→ **Short task**
Revise the part of the entries that opens with the line containing "Would you be able to pin the foliage" and runs through the end of the entries, replacing "foliage background" with "leafy backdrop" and leaving everything else the same.

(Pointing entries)
+--
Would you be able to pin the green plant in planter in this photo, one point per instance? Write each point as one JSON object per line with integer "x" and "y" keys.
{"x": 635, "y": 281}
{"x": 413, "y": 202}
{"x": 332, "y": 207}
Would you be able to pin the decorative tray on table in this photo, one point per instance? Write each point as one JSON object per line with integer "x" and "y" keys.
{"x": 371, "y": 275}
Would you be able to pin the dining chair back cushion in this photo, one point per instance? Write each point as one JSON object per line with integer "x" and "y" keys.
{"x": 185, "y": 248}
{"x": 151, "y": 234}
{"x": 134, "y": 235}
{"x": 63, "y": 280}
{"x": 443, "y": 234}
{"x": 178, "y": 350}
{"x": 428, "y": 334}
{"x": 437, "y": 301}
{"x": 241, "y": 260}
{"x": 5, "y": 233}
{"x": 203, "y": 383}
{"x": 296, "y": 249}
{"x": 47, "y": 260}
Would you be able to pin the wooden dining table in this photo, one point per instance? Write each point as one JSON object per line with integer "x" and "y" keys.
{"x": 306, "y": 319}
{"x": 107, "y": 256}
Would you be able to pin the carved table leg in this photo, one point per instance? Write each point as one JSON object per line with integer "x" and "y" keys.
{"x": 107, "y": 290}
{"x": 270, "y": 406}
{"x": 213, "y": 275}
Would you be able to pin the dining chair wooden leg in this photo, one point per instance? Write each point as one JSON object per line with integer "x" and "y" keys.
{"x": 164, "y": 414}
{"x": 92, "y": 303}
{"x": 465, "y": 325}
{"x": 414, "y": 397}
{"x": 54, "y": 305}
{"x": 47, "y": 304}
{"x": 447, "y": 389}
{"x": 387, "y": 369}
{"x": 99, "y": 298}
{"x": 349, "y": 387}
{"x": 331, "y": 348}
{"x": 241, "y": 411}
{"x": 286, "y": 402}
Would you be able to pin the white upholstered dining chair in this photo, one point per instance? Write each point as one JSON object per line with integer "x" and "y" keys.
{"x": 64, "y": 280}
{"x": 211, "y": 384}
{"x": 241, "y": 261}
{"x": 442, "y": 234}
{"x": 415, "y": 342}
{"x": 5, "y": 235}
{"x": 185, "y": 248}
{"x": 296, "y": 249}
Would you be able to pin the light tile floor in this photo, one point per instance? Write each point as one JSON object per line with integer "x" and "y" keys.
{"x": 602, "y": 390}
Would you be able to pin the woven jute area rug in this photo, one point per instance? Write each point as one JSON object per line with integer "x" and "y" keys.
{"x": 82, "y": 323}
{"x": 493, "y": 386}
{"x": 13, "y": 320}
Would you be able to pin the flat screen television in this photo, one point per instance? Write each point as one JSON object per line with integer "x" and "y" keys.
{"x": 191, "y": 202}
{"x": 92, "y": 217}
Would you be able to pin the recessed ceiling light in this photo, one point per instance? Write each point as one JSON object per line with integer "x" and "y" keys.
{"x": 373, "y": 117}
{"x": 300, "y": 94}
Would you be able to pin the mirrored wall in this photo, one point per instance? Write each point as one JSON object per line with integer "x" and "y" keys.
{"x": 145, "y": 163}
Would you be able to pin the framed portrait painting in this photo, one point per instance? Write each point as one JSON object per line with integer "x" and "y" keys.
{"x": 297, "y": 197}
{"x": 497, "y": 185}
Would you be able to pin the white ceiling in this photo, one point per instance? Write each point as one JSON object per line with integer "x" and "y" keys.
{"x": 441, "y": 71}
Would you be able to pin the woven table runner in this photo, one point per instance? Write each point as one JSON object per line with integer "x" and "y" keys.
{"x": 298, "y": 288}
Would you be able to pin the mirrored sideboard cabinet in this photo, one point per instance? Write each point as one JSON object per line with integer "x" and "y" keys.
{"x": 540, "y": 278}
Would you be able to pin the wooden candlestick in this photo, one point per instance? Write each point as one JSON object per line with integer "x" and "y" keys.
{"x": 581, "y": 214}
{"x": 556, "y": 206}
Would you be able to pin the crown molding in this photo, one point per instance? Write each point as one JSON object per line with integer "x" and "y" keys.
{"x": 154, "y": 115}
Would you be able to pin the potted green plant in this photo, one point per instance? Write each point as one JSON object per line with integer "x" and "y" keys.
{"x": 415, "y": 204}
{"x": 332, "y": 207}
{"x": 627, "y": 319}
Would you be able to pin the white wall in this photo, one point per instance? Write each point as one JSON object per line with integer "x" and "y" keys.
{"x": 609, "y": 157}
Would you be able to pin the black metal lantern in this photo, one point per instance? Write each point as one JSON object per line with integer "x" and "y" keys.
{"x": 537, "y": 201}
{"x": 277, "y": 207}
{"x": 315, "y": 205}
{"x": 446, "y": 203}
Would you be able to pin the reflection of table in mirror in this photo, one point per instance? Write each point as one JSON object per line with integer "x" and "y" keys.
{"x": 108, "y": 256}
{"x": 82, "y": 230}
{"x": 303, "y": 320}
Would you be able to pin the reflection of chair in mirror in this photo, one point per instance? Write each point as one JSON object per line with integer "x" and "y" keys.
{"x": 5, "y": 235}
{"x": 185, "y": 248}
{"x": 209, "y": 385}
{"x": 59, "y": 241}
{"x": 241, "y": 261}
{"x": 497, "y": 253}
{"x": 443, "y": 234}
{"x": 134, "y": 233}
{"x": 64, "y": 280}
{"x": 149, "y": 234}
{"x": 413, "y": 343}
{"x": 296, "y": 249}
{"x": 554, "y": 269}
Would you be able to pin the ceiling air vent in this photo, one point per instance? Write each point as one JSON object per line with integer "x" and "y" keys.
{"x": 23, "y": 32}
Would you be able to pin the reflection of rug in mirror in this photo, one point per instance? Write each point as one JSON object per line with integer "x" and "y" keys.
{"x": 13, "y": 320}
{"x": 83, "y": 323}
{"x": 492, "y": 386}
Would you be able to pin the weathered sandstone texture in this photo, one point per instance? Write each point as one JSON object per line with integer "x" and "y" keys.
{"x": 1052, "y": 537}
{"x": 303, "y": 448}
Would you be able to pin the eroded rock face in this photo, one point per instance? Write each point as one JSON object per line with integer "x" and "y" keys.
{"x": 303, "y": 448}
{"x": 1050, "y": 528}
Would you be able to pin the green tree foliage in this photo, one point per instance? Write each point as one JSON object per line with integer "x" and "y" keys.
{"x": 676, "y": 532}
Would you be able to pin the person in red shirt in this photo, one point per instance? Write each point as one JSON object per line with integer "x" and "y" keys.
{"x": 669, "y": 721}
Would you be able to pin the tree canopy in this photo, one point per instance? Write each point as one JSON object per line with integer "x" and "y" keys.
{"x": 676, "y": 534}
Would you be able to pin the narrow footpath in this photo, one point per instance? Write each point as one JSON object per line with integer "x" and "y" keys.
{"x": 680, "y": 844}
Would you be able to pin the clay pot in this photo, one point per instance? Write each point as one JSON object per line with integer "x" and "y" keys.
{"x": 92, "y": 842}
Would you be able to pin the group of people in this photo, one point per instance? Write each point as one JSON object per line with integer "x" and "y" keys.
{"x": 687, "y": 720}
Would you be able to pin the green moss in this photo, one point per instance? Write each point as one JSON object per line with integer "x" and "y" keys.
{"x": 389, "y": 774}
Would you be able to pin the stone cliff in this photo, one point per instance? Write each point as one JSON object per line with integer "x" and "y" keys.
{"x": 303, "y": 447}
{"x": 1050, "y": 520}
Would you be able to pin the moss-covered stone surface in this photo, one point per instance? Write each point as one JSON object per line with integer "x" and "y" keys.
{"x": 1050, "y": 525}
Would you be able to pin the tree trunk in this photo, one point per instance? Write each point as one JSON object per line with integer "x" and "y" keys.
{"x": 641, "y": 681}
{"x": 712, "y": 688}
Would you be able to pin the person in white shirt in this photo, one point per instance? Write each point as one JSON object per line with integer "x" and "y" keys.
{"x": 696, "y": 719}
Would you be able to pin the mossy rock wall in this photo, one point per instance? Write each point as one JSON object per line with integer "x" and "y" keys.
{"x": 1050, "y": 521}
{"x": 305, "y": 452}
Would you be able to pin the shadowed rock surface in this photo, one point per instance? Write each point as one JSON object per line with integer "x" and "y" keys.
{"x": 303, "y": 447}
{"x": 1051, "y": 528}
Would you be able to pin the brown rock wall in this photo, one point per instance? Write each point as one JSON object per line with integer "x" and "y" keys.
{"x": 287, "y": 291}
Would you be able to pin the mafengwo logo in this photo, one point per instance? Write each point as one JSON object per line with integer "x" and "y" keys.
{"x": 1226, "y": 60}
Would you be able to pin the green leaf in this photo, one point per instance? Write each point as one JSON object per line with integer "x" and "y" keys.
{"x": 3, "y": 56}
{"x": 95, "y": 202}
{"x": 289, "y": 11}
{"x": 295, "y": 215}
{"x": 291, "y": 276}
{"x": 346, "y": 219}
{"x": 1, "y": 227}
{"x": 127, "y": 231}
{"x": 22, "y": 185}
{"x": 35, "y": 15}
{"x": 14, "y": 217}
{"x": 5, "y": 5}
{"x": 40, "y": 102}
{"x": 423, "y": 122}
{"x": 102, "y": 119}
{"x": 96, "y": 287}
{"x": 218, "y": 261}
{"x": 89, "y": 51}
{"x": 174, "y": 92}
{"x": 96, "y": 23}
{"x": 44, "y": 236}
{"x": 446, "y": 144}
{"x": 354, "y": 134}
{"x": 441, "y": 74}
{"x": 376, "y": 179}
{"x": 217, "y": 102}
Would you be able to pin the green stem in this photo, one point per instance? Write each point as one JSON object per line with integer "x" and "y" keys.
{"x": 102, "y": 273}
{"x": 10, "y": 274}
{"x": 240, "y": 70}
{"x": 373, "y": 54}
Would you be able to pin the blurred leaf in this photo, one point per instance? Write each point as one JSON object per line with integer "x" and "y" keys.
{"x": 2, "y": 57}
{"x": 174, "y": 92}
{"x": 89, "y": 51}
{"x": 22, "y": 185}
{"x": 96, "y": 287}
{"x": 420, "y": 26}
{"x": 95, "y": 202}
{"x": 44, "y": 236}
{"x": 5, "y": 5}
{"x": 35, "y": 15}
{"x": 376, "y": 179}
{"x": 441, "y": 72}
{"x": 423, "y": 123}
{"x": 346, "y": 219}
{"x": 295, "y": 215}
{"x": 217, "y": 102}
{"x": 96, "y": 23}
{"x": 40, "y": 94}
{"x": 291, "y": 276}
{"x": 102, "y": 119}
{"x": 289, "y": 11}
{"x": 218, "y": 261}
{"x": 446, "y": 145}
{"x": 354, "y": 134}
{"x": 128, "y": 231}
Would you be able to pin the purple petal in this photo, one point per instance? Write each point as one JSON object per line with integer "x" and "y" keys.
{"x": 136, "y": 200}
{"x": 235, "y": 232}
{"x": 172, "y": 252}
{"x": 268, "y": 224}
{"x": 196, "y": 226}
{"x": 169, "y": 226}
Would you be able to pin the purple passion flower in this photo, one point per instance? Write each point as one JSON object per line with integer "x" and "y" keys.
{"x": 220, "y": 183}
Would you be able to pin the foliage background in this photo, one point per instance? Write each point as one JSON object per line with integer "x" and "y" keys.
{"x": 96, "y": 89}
+--
→ **Solution to this problem**
Would you be able to pin the leafy backdrop in this photo, one point per instance? Write each point as one JSON object per line with integer "x" and "y" keys.
{"x": 96, "y": 89}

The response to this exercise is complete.